AIM OF THE EXERCISE - Each line of the data must be reproduced as it appears.

[Stored data entries]
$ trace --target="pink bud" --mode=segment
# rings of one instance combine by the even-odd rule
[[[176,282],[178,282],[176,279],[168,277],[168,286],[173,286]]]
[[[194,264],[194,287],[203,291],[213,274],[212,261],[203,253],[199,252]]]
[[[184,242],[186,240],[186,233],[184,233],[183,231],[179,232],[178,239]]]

SOLUTION BELOW -
$ trace --target="pink bud" --mode=segment
# rings of one instance combine by the even-odd rule
[[[176,282],[178,282],[176,279],[168,277],[168,286],[173,286]]]
[[[194,264],[194,287],[203,291],[213,274],[212,261],[203,253],[199,252]]]
[[[184,242],[186,240],[186,233],[184,233],[183,231],[179,232],[178,239]]]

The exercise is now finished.